> _WORK TO BE COMPLETED_:
Show every line below where "blazer" appears.

[Images for object localization]
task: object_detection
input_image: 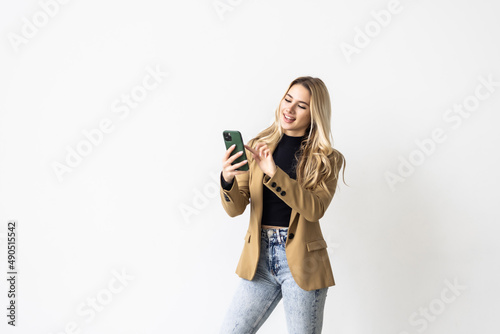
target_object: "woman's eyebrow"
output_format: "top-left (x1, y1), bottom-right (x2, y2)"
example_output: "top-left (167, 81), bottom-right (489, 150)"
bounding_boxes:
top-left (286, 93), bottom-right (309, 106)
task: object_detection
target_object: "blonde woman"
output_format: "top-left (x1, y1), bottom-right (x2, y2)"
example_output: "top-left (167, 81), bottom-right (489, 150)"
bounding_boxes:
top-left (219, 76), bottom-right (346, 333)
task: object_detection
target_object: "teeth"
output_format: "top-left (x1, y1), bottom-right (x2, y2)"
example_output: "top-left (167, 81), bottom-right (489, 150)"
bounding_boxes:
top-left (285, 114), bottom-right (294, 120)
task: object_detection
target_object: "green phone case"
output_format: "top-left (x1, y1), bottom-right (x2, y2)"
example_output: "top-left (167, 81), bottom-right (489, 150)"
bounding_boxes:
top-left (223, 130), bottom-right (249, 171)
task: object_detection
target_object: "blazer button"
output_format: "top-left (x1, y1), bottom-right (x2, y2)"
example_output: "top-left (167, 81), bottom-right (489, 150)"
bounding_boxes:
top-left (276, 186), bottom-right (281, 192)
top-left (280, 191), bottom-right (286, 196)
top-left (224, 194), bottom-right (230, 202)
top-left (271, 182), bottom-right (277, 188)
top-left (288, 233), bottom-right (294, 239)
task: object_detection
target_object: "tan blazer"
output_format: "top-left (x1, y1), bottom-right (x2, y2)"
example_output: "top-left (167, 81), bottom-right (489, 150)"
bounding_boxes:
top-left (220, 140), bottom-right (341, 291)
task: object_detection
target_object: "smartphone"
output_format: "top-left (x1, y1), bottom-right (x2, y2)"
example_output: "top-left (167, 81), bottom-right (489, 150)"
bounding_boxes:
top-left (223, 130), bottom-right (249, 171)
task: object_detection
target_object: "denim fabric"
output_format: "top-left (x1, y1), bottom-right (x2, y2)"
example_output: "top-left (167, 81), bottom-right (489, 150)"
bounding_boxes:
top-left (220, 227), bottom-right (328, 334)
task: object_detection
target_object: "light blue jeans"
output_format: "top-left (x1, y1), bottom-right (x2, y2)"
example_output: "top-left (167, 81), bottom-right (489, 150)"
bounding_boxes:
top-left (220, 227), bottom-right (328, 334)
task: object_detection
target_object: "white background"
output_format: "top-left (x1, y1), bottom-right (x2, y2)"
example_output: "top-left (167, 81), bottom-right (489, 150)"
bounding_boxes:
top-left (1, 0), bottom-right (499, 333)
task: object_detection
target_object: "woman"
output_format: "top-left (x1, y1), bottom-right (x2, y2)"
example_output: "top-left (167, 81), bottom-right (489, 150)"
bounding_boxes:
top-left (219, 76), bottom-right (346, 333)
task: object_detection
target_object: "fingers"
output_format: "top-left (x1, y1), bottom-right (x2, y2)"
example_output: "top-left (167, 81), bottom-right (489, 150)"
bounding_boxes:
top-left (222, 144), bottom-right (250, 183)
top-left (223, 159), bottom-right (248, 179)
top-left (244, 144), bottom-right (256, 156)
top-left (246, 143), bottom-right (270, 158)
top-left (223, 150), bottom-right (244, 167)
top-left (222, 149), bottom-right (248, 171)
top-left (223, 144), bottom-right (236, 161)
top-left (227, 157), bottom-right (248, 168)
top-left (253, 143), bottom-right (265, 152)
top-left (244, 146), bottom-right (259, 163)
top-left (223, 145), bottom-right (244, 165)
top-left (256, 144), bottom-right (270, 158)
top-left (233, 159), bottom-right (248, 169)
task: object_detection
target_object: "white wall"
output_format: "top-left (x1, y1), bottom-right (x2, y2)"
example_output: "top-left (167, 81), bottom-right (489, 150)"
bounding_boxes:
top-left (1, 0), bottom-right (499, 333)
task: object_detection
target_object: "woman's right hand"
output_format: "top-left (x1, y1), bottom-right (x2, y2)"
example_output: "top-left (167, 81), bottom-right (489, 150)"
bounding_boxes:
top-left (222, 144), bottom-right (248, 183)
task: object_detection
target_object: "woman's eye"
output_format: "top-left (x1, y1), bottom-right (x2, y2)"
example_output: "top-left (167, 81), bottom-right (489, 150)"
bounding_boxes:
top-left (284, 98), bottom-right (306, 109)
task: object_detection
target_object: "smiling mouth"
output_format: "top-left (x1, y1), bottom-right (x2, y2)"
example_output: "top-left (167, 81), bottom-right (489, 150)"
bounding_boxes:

> _RESULT OF THIS TASK_:
target_object: "blazer button"
target_object: "tan blazer"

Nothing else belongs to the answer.